The data Start Marker
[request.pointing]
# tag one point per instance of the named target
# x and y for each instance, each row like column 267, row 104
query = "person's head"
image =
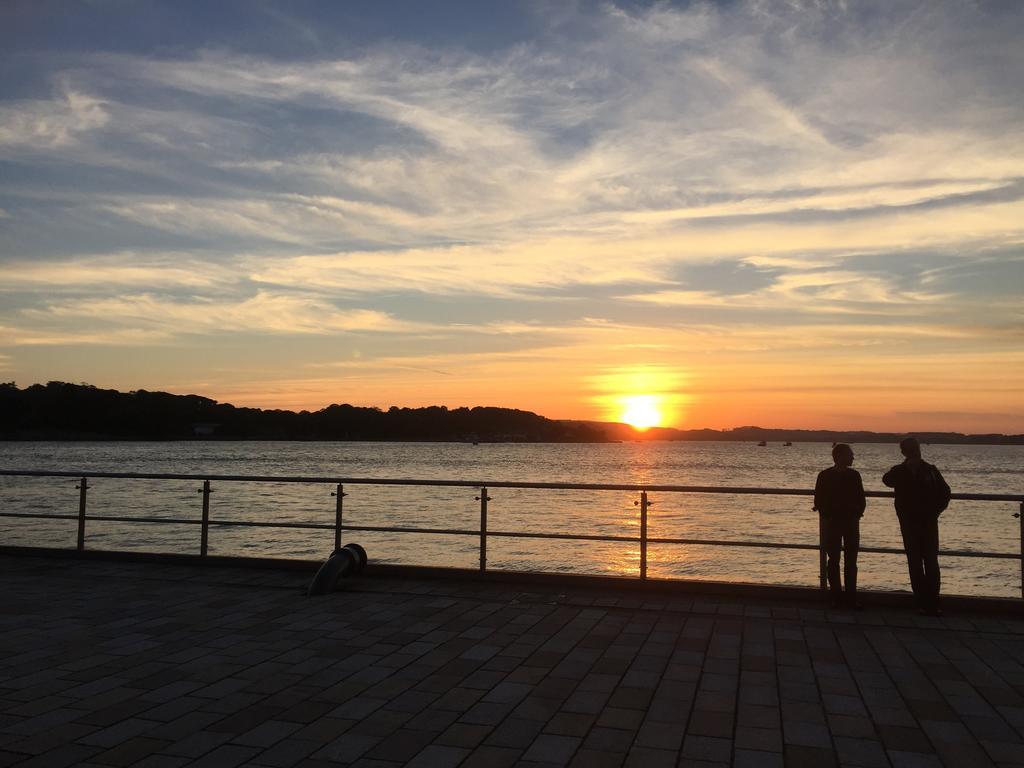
column 842, row 455
column 910, row 448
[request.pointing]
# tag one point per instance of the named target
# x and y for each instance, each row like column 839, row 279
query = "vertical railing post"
column 644, row 504
column 1020, row 518
column 483, row 499
column 205, row 536
column 82, row 486
column 822, row 565
column 338, row 495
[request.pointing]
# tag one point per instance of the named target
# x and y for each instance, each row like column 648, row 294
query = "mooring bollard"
column 349, row 560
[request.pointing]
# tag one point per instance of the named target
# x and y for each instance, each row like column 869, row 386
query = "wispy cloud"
column 565, row 195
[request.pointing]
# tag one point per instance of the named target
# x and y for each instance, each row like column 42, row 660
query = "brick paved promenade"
column 115, row 664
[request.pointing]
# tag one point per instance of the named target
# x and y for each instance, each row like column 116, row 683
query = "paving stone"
column 759, row 739
column 708, row 748
column 464, row 735
column 492, row 757
column 752, row 759
column 809, row 757
column 643, row 757
column 659, row 736
column 861, row 752
column 437, row 756
column 912, row 760
column 549, row 748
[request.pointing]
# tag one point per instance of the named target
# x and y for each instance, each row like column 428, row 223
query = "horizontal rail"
column 503, row 534
column 477, row 483
column 643, row 540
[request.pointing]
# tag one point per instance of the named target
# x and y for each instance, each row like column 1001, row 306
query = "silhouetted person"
column 839, row 498
column 922, row 495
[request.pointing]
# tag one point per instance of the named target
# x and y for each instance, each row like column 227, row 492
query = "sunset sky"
column 778, row 213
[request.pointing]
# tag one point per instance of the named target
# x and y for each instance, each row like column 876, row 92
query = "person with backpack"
column 922, row 495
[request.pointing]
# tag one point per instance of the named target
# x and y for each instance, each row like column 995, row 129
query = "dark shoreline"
column 77, row 413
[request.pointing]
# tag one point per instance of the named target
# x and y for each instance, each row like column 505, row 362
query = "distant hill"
column 58, row 411
column 77, row 412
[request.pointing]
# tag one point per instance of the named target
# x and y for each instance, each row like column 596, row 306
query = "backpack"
column 938, row 492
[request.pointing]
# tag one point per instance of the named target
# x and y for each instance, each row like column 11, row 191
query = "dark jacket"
column 840, row 493
column 921, row 492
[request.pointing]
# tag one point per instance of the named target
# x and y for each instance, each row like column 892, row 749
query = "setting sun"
column 641, row 411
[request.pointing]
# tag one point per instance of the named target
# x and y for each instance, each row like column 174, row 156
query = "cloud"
column 122, row 269
column 48, row 124
column 264, row 312
column 564, row 198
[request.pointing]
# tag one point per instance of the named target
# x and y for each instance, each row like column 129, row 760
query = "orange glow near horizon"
column 641, row 411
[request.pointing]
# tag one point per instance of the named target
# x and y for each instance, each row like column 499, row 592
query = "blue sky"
column 783, row 213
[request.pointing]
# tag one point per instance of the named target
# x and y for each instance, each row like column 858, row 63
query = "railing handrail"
column 662, row 487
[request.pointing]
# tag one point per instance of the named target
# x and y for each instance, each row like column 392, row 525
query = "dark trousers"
column 921, row 540
column 842, row 535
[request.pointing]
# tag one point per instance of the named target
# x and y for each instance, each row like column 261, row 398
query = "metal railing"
column 483, row 532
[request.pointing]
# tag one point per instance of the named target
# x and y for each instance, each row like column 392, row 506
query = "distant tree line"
column 57, row 411
column 61, row 411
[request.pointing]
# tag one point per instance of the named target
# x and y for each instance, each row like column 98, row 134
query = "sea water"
column 966, row 525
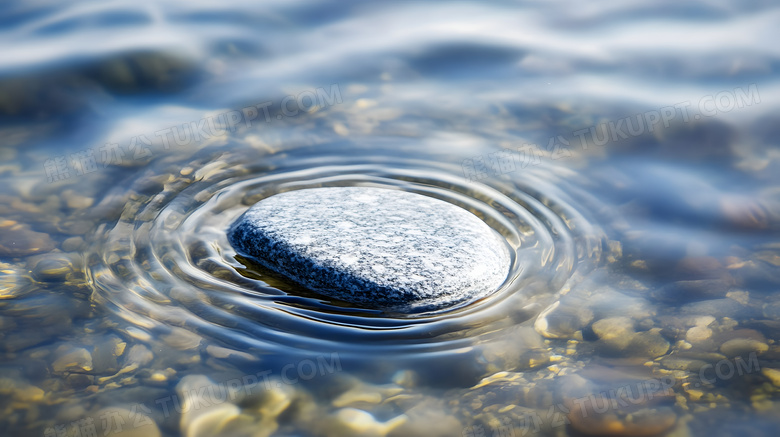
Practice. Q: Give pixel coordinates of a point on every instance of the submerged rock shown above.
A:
(374, 247)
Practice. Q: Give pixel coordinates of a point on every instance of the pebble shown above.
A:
(375, 247)
(52, 268)
(132, 422)
(743, 347)
(73, 360)
(772, 374)
(19, 240)
(698, 334)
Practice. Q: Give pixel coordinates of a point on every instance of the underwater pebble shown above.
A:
(74, 360)
(772, 374)
(52, 267)
(19, 240)
(375, 247)
(742, 347)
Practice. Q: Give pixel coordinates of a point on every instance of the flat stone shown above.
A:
(375, 247)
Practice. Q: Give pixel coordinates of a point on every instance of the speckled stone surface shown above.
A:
(375, 247)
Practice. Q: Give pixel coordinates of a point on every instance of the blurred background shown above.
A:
(642, 135)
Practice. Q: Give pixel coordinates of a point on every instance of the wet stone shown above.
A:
(373, 247)
(19, 240)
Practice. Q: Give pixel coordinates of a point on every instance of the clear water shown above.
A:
(626, 151)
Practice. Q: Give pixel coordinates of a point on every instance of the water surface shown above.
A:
(625, 151)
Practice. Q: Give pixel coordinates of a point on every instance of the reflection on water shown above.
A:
(627, 153)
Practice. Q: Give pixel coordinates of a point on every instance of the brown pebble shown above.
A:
(19, 241)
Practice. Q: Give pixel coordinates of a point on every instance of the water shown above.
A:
(625, 151)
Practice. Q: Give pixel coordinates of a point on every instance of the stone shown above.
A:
(742, 347)
(73, 360)
(377, 248)
(19, 240)
(772, 374)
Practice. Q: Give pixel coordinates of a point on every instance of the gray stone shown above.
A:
(375, 247)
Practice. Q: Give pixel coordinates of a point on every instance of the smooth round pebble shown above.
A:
(375, 247)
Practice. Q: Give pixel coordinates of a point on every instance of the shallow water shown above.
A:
(625, 151)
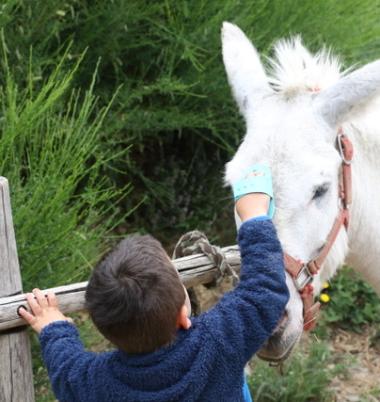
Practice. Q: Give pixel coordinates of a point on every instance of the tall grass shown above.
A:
(175, 106)
(51, 152)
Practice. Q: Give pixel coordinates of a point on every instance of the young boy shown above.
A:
(137, 301)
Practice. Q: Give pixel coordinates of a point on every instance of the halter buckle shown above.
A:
(303, 278)
(345, 148)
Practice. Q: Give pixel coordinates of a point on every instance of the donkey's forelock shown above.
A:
(295, 70)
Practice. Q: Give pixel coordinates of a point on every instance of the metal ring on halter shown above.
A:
(303, 278)
(341, 150)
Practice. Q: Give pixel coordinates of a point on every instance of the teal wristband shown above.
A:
(258, 179)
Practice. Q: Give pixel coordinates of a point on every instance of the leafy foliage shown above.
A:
(353, 302)
(174, 99)
(50, 152)
(305, 379)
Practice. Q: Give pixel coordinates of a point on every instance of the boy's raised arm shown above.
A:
(246, 317)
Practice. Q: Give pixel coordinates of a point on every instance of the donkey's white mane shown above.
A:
(294, 70)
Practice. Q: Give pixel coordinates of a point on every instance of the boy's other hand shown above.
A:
(254, 193)
(44, 310)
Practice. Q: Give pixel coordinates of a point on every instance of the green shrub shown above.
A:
(353, 302)
(305, 377)
(51, 153)
(175, 99)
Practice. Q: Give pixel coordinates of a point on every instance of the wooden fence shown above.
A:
(16, 376)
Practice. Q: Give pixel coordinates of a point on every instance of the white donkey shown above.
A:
(292, 119)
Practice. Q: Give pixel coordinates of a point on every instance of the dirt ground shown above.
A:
(361, 382)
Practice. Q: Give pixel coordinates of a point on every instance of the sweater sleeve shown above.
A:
(245, 317)
(67, 362)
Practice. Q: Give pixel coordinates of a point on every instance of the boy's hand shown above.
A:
(252, 205)
(44, 310)
(254, 193)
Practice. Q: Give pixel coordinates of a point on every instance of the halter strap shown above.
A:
(302, 273)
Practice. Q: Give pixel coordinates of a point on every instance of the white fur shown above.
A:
(293, 128)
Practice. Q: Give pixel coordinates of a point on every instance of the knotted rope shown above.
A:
(196, 242)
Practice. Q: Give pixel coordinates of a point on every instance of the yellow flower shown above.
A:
(324, 298)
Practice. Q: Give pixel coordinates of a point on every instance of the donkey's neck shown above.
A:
(364, 231)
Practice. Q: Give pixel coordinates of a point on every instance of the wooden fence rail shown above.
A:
(194, 270)
(16, 376)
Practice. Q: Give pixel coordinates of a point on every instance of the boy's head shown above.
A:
(135, 296)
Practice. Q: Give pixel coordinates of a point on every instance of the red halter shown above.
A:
(303, 273)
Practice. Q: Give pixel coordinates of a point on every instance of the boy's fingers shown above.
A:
(42, 300)
(34, 306)
(29, 318)
(52, 299)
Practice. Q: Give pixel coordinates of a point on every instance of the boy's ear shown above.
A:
(183, 320)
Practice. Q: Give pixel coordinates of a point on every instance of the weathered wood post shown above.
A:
(16, 376)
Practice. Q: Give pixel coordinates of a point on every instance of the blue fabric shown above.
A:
(257, 179)
(205, 363)
(246, 393)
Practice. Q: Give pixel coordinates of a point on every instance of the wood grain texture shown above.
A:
(194, 270)
(16, 376)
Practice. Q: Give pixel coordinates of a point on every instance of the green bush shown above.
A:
(305, 377)
(175, 106)
(353, 302)
(50, 151)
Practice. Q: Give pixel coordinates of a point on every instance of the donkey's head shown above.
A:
(292, 119)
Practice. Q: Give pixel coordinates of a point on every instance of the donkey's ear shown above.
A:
(245, 72)
(355, 89)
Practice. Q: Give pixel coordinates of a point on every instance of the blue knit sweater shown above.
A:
(205, 363)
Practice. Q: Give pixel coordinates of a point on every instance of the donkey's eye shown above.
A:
(320, 191)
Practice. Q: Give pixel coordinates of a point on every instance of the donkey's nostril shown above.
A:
(283, 321)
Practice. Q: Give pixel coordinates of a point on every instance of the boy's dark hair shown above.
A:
(134, 295)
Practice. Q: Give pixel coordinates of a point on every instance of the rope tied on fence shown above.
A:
(196, 242)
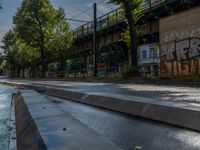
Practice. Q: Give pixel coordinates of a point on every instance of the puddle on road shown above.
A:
(5, 107)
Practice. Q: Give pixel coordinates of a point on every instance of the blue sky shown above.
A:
(71, 7)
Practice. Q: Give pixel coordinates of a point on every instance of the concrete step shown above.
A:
(186, 115)
(43, 125)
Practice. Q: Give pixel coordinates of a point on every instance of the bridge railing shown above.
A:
(111, 18)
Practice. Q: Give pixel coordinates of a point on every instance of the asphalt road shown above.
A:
(129, 132)
(128, 90)
(5, 115)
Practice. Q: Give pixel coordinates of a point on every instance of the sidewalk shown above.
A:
(174, 105)
(7, 119)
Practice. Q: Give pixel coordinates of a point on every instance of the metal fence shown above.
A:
(111, 18)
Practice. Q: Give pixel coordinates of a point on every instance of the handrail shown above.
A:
(113, 17)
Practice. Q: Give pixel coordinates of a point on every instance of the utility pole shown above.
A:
(95, 49)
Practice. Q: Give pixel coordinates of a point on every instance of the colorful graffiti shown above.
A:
(180, 58)
(182, 50)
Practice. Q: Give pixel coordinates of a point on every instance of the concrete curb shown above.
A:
(185, 115)
(43, 125)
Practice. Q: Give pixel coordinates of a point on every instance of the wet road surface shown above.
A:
(130, 132)
(128, 90)
(5, 115)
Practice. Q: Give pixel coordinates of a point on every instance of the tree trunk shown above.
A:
(133, 35)
(61, 67)
(23, 72)
(43, 62)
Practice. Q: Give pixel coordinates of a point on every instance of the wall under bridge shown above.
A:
(180, 44)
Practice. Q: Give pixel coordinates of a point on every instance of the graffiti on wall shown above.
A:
(182, 50)
(181, 34)
(181, 57)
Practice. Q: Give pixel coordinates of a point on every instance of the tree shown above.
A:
(33, 22)
(61, 37)
(19, 55)
(8, 41)
(132, 10)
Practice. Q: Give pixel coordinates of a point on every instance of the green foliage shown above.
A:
(61, 35)
(42, 27)
(129, 71)
(18, 54)
(132, 10)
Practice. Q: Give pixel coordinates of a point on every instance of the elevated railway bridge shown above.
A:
(111, 27)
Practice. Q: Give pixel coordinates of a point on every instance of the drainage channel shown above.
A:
(129, 132)
(7, 119)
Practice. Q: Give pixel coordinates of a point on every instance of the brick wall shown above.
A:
(180, 44)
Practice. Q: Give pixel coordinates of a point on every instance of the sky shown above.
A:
(76, 9)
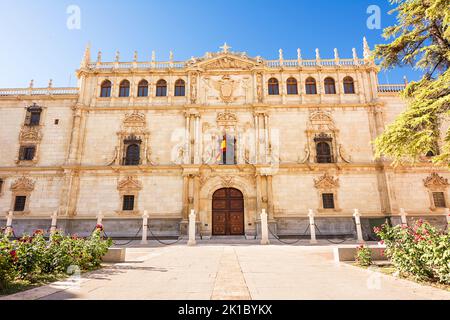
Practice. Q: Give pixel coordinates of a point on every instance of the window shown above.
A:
(310, 86)
(161, 88)
(27, 153)
(292, 86)
(330, 87)
(439, 199)
(128, 203)
(132, 157)
(105, 91)
(273, 87)
(349, 85)
(143, 88)
(33, 117)
(19, 203)
(323, 151)
(179, 88)
(124, 88)
(328, 200)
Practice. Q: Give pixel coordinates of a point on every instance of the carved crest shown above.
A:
(30, 134)
(22, 184)
(435, 181)
(129, 184)
(135, 119)
(326, 182)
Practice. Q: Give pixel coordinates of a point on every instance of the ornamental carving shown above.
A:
(22, 184)
(326, 182)
(129, 184)
(435, 181)
(30, 134)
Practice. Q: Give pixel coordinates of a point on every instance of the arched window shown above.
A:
(161, 88)
(124, 88)
(132, 155)
(143, 88)
(330, 87)
(105, 89)
(273, 87)
(179, 88)
(291, 84)
(323, 152)
(349, 85)
(310, 86)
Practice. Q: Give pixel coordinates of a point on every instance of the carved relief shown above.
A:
(129, 184)
(23, 184)
(326, 182)
(435, 182)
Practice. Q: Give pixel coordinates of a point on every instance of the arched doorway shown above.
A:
(228, 212)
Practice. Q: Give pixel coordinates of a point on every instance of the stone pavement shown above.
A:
(239, 271)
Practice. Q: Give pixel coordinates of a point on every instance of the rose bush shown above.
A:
(33, 255)
(420, 251)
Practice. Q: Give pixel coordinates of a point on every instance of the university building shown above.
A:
(226, 135)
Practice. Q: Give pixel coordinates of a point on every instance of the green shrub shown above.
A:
(419, 251)
(363, 256)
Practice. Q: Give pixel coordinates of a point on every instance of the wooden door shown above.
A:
(228, 212)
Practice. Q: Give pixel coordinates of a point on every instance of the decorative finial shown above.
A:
(336, 54)
(317, 54)
(225, 48)
(87, 56)
(367, 52)
(355, 55)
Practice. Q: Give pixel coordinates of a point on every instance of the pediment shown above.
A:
(228, 61)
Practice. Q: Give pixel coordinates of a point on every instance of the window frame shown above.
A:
(108, 89)
(273, 87)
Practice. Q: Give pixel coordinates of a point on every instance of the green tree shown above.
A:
(420, 38)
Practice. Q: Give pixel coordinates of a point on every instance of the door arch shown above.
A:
(228, 212)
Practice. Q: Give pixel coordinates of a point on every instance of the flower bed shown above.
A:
(32, 257)
(421, 251)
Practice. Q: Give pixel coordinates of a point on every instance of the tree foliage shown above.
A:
(420, 38)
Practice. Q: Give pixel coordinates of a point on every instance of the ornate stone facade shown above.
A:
(297, 136)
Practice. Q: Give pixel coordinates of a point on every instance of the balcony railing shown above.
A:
(391, 87)
(37, 91)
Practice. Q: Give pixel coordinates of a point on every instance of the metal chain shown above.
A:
(333, 242)
(162, 242)
(285, 242)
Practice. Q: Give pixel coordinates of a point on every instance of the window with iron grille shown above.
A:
(328, 200)
(19, 203)
(128, 203)
(27, 152)
(439, 199)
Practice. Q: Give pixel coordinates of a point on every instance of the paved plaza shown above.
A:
(233, 271)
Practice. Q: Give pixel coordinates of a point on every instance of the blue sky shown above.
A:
(36, 43)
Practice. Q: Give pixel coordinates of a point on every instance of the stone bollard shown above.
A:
(144, 227)
(357, 216)
(447, 215)
(403, 217)
(264, 228)
(99, 217)
(191, 241)
(53, 224)
(9, 218)
(312, 226)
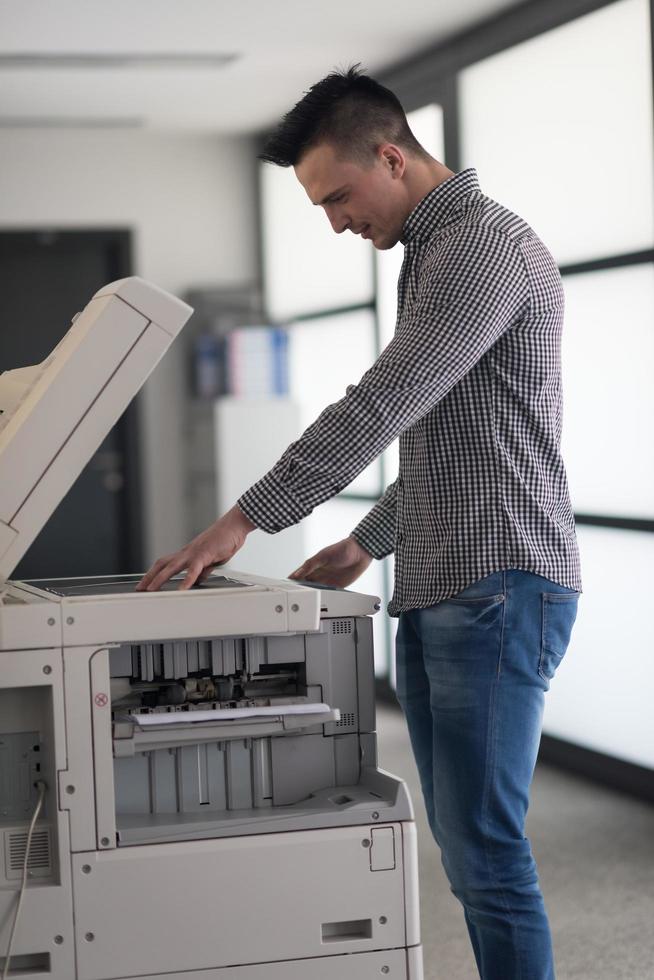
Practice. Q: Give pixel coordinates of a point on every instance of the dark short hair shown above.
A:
(350, 111)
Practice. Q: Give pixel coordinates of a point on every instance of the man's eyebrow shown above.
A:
(327, 199)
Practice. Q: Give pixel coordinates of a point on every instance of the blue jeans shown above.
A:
(471, 675)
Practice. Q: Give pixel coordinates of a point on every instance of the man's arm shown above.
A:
(342, 563)
(376, 532)
(472, 288)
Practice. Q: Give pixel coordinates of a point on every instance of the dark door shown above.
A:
(45, 278)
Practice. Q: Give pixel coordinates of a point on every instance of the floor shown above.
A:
(595, 854)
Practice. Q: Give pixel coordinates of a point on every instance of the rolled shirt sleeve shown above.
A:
(472, 287)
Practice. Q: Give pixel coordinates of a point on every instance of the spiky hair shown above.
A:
(347, 109)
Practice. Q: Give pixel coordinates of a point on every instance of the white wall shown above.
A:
(190, 205)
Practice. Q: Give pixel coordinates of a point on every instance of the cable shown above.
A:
(37, 809)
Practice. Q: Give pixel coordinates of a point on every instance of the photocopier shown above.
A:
(189, 786)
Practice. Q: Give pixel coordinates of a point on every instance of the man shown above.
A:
(486, 562)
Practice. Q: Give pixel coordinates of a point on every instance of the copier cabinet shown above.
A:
(197, 769)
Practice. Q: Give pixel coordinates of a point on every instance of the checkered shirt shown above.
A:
(471, 384)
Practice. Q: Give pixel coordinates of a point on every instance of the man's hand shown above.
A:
(339, 564)
(215, 546)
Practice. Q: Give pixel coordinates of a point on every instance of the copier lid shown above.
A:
(54, 415)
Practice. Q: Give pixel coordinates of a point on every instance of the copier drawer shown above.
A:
(396, 964)
(141, 911)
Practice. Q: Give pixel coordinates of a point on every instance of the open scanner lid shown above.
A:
(54, 415)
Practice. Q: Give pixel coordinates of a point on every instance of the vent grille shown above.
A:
(39, 859)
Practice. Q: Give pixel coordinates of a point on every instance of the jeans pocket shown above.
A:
(559, 614)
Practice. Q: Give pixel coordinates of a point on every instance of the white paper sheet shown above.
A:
(226, 714)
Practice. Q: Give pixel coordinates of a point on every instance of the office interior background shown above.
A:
(128, 141)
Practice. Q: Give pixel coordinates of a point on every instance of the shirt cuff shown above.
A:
(269, 505)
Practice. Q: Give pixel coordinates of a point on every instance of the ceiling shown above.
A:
(280, 46)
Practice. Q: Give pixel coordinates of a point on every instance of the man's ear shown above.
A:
(394, 159)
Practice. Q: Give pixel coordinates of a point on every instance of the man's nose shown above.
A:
(338, 220)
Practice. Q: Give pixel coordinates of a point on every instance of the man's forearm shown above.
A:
(376, 532)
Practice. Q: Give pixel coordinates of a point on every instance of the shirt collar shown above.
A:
(434, 209)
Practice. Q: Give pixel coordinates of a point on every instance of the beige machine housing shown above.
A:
(214, 809)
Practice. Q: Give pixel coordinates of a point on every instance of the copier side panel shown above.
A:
(259, 899)
(32, 751)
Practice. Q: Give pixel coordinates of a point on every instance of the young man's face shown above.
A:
(369, 201)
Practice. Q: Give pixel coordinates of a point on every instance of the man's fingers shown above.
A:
(309, 566)
(193, 573)
(175, 565)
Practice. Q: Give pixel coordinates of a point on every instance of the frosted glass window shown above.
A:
(307, 267)
(608, 365)
(601, 695)
(560, 130)
(427, 126)
(326, 355)
(329, 523)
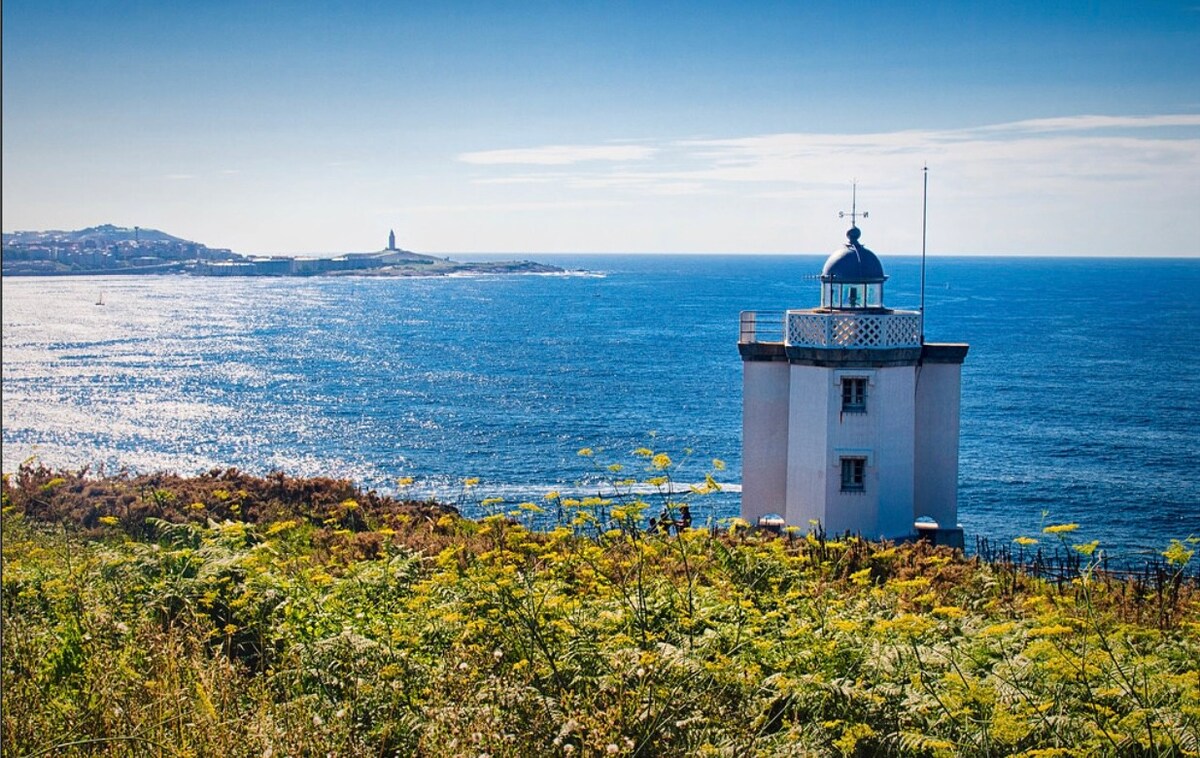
The data End Marker
Please report every line of the records above that contains the word "sleeve".

Practice. Q: Give pixel coordinates of a point on every instance of the sweater sleeve shown above.
Practice. Q: Give pixel coordinates of a point on every instance of the rolled shirt sleeve shown above.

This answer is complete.